WORK TO DO: Copy all the material below, exactly as it stands.

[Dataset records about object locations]
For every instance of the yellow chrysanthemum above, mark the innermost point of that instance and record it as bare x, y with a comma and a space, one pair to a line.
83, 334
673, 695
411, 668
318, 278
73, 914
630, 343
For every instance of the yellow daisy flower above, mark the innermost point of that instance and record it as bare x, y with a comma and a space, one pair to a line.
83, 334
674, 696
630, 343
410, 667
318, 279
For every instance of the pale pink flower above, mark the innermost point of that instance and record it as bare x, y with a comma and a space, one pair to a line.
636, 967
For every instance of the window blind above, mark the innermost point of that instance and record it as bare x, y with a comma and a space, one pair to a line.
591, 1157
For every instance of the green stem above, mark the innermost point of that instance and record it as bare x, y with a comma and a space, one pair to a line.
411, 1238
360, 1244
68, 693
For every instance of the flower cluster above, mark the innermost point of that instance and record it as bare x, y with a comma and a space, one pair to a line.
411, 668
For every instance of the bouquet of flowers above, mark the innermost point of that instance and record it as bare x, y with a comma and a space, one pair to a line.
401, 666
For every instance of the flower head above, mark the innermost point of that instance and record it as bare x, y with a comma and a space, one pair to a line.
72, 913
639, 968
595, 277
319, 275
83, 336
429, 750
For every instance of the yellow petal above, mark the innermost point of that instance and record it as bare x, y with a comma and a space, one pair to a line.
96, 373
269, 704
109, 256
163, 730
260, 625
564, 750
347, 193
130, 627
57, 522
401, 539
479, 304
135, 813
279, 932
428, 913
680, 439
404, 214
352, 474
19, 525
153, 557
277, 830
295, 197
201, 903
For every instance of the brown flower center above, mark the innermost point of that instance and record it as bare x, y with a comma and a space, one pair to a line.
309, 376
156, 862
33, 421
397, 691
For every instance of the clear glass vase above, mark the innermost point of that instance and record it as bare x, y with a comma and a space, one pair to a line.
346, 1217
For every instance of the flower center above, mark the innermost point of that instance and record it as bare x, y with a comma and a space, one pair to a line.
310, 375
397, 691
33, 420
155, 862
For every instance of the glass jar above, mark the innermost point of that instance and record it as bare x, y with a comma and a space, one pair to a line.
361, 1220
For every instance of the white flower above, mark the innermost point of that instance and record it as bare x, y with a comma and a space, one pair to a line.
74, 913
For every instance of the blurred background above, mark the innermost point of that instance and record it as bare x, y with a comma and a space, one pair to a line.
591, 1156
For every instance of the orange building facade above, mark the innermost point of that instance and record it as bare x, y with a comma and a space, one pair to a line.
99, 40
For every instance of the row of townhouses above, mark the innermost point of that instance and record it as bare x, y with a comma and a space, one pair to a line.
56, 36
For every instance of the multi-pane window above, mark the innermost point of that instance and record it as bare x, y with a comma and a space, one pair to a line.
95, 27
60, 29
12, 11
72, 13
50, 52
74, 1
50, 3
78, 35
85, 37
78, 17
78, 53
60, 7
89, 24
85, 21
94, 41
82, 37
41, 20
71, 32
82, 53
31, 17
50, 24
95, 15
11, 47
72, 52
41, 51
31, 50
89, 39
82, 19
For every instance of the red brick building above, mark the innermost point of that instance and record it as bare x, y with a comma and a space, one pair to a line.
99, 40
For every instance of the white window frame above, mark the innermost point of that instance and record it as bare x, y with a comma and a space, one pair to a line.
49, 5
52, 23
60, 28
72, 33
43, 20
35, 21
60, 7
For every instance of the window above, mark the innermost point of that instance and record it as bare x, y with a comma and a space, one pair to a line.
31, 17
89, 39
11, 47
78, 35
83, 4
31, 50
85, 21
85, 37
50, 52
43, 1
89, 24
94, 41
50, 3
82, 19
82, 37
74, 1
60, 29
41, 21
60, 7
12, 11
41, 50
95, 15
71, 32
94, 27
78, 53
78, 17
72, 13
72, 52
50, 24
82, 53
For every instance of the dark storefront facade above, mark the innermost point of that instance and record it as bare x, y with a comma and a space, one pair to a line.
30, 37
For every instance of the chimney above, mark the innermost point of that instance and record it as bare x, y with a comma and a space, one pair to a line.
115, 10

OUTPUT BELOW:
For every instance of the yellow chrysanthemum above, mark the innermost point of that instance and record it as bare x, y with a comma and a space, one pair to a line.
83, 334
673, 695
411, 668
318, 278
73, 914
630, 343
For every instance of the yellow daisy flower above, mark the innermost point of that instance and record it as bare x, y with a comma and a space, one pair to a line.
83, 334
674, 696
630, 343
410, 667
318, 279
For every instance of the pale pink flower above, mark the innermost point of that instance and record it as bare x, y with a comma and a space, one pair to a line.
636, 967
For every instance of the window blind above, mark the innermost point of that instance and record it as bare x, y with a comma and a space, one pair to a line.
591, 1157
For every instance of the green stem above, mark the innermost point of that instance and record it as bare x, y with a comma and a space, one pair to a line.
411, 1238
360, 1244
68, 693
For every instance of the flower cluster above, mark the innermost point of that instance and record it as bare x, y with a comma and a space, one pair to a line.
411, 668
For every instance of the bouquet of flowers above, mark the innermost point of that instance and record it as bare x, y with a comma and a space, one pair to a line.
401, 666
For every instance of the flower head above, mark the innermost point of that instance and record it as bare x, y with a comma and a space, one pair to a line.
72, 913
639, 968
595, 277
319, 275
83, 336
429, 750
For every instance of the yellow petal above, mark the innermost point of that instance and record it as bare x, y with a comma and a space, one pair to a line.
96, 373
269, 704
109, 256
163, 730
260, 625
564, 750
347, 193
130, 627
57, 522
401, 539
479, 304
135, 813
279, 932
428, 913
680, 439
404, 214
352, 474
19, 525
153, 557
277, 830
295, 197
201, 903
For every instance of the brown flower center above, mark the innermost point of that instance and record it as bare x, y with a comma and a space, one pair to a line.
309, 376
156, 862
33, 421
397, 691
For every instance of the clear glass vase above, mark the innermost point of that instance and record it as bare x, y with a comma and a space, one pair to a line.
346, 1217
For every instance of the flower center above, mark the innermost point of that instance and record it as bare x, y with a comma and a space, one pair to a line.
310, 375
397, 691
33, 420
155, 862
For every instance of the glass jar above, mark the innermost point of that instance and record it as bare x, y with a comma and a space, one pair to a line.
361, 1220
For every instance of the white flower above, mark the innermost point of that instance and record it as bare x, y with a comma and a space, one pair to a line.
74, 913
For every instance of the blurred background above, mark the innermost point of that instance and record it as bare x, y with a comma and a space, one pair to a line.
591, 1156
For every instance of the orange building facade above, mark the innermost point of that instance and record it as bare x, y with a comma and a space, one pair to a line.
99, 40
For every instance of the row of townhouses above, mark the innermost point of that instance and record it as bare x, y with a comma and a space, one pair to a line.
56, 36
For every instance of the multi-pane window above, mark the innermost point of that instance and record it as bare x, y with a comma and a space, one pair to a line.
95, 27
60, 29
12, 11
72, 13
50, 52
74, 1
50, 3
78, 35
85, 37
78, 17
78, 53
60, 7
89, 24
85, 21
94, 41
82, 37
41, 20
71, 32
82, 53
31, 17
50, 24
95, 15
11, 47
72, 52
41, 51
31, 50
89, 39
82, 19
For every instance of the red brick building above, mark the innermost point of that instance and record it as bare x, y with a comma and a space, one pair to a line.
99, 40
For every instance of the white window frame above, mark the innermost point of that instance and record it as bare x, y with a comma and a space, one pair to a line.
49, 5
52, 23
60, 28
72, 33
43, 20
35, 21
60, 7
For every instance of the window above, mark the innermost point of that instance and record it as bare x, y with a comma and a space, one pair to a line.
31, 17
89, 39
11, 47
78, 35
83, 4
31, 50
85, 21
85, 37
50, 52
43, 1
89, 24
94, 41
50, 3
82, 19
82, 37
74, 1
60, 29
41, 21
60, 7
12, 11
41, 50
95, 15
71, 32
94, 27
78, 53
78, 17
72, 13
72, 52
50, 24
82, 53
For every instance of the dark storefront facade above, mark the innermost point of that instance and record it as bare x, y with a comma and a space, one pair to a line.
30, 37
For every instance of the chimney above, mark the innermost point of that instance and record it as bare x, y with a comma and a space, one pair to a line.
115, 10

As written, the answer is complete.